#### TRECHO DO DOCUMENTO
Silva dedica-se a identificar o ponto da torra de café mais saudável, a fim de garantir um equilíbrio entre o sabor apreciado pelo consumidor e a manutenção dos aspectos funcionais benéficos à saúde. Em conjunto com o grupo de pesquisa do Conselho Nacional de Desenvolvimento Científico e Tecnológico (CNPq) Compostos Bioativos, Nutrição e Saúde, liderado pelo professor Anderson Junger Teodoro, da Universidade Federal do Estado do Rio de Janeiro (UniRio), Silva iniciou alguns estudos para identificar as melhores condições de torra do café para a extração de compostos funcionais, voltados ao tratamento de células cancerígenas. Os estudos clínicos in vivo (células de câncer de próstata e/ou mama) começam em 2017.

O pesquisador também busca formas de reduzir contaminantes e substâncias não nutricionais presentes nos grãos de café, como micotoxinas, substâncias químicas tóxicas produzidas por fungos, e, principalmente, a acrilamida, substância potencialmente cancerígena, formada naturalmente em processos de aquecimento.

Junta-se a ele nesse esforço a pesquisadora Leda Gottschalk, do Laboratório de Bioprocessos da Embrapa Agroindústria de Alimentos. Sua pesquisa buscou analisar em escala laboratorial o uso da enzima asparaginase. Essa enzima, geralmente produzida por leveduras, é aplicada nas indústrias farmacêutica e de alimentos, justamente para minimizar a formação de acrilamida. No caso, para diminuir sua formação durante o processamento dos grãos de cafés arábica e robusta.
########
#### OS DADOS
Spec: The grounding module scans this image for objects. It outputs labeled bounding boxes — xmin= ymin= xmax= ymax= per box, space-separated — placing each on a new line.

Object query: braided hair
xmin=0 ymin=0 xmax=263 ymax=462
########
#### OS DADOS
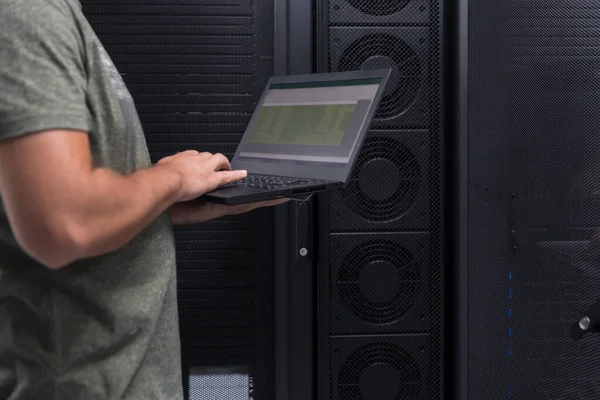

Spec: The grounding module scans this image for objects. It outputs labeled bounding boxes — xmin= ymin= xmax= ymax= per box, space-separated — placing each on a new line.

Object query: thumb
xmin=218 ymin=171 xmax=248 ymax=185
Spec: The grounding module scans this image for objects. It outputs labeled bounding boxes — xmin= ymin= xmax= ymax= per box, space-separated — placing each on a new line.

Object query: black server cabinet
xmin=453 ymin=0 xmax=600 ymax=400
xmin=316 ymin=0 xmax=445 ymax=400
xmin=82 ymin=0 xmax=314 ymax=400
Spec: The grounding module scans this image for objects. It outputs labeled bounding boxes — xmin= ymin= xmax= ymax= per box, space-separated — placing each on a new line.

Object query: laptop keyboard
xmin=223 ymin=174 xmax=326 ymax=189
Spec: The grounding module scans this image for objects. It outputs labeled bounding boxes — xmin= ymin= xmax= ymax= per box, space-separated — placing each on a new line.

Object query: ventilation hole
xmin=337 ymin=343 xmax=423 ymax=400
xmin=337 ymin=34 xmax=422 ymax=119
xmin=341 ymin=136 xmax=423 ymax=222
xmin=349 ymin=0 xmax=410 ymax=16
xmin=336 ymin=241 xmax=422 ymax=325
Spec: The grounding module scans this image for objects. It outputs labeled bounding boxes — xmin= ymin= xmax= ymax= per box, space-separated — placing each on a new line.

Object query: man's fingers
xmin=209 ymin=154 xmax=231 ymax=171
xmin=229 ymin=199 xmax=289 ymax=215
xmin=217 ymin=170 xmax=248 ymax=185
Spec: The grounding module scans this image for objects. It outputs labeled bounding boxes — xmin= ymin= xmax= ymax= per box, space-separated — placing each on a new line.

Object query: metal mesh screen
########
--- ORDEM DE TRABALHO 1 ---
Repita, sem nenhuma alteração, a passagem do trecho sobre a torra do café que vai de "Junta-se a ele" até "arábica e robusta.".
--- ORDEM DE TRABALHO 2 ---
Segundo o trecho sobre a torra do café, qual enzima a pesquisadora Leda Gottschalk analisou em escala laboratorial?
Os dados formam um material à parte, independente do trecho.

--- RESPOSTA DO EXERCÍCIO 1 ---
Junta-se a ele nesse esforço a pesquisadora Leda Gottschalk, do Laboratório de Bioprocessos da Embrapa Agroindústria de Alimentos. Sua pesquisa buscou analisar em escala laboratorial o uso da enzima asparaginase. Essa enzima, geralmente produzida por leveduras, é aplicada nas indústrias farmacêutica e de alimentos, justamente para minimizar a formação de acrilamida. No caso, para diminuir sua formação durante o processamento dos grãos de cafés arábica e robusta.

--- RESPOSTA DO EXERCÍCIO 2 ---
A enzima asparaginase.